▸ **Directions**
1 - Can you return everything from "example of the output I want" down to "August and so on." in the SQL row_number question below?
2 - What would come next in the SQL partitioning question below? Write the part that follows its last sentence.

=== Reading text ===

-1

I want to partition by three columns in my query :

  1. user id
  2. cancelation month year.
  3. retention month year.

I used row number and partition by as follows

row_number() over (partition by user_id ,cast ( date_format(cancelation_date,'yyyyMM') as integer),cast ( date_format(retention_date,'yyyyMM') as integer) order by cast ( date_format(cancelation_date,'yyyyMM') as integer) asc, cast ( date_format(retention_date,'yyyyMM') as integer)   asc) as row_count

example of the output I got :

| user_id |cancelation_date |cancelation_month_year|retention_date|retention_month_year|row_count|
| -------- | -------------- |----------------------|--------------|--------------------|---------|
| 566      |      28-5-2020 |  202005              | 20-7-2020    | 202007             |1        |
| 566      |     28-5-2020  |  202005              | 30-7-2-2020  | 202007             |2        |

example of the output I want to get:

user_id cancelation_date cancelation_month_year retention_date retention_month_year row_count
566 28-5-2020 202005 20-7-2020 202007 1
566 28-5-2020 202005 30-7-2-2020 202007 1

note that user may have more than cancelation months, for example f he has canceled in August , I want row count =2 for all dates in August and so on.

=== Available data ===

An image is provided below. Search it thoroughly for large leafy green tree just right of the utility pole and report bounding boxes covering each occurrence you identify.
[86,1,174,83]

===

▸ **Your written answers**
1 -
example of the output I want to get:

user_id cancelation_date cancelation_month_year retention_date retention_month_year row_count
566 28-5-2020 202005 20-7-2020 202007 1
566 28-5-2020 202005 30-7-2-2020 202007 1

note that user may have more than cancelation months, for example f he has canceled in August , I want row count =2 for all dates in August and so on.

2 -
it's not obvious why partition by is partitioning by retention date instead of partitioning by retention month year.

layal
  • 27
  • 6
  • I get the impression `row_number` is not what you want, rather you are interested in [`dense_rank`](https://spark.apache.org/docs/latest/api/python/reference/api/pyspark.sql.functions.dense_rank.html?highlight=dense_rank), wherein you would get your expected output. – Nithish Nov 10 '21 at 10:52
  • that's right . dense_rank worked for me – layal Nov 10 '21 at 11:25
  • 1
    When you have a moment, if snithish answer worked for you, I'm sure they'd appreciate you marking it as correct. – Matt Andruff Nov 10 '21 at 16:40

1 Answers1

0

I get the impression that row_number is not what you want, rather you are interested in dense_rank, wherein you would get your expected output.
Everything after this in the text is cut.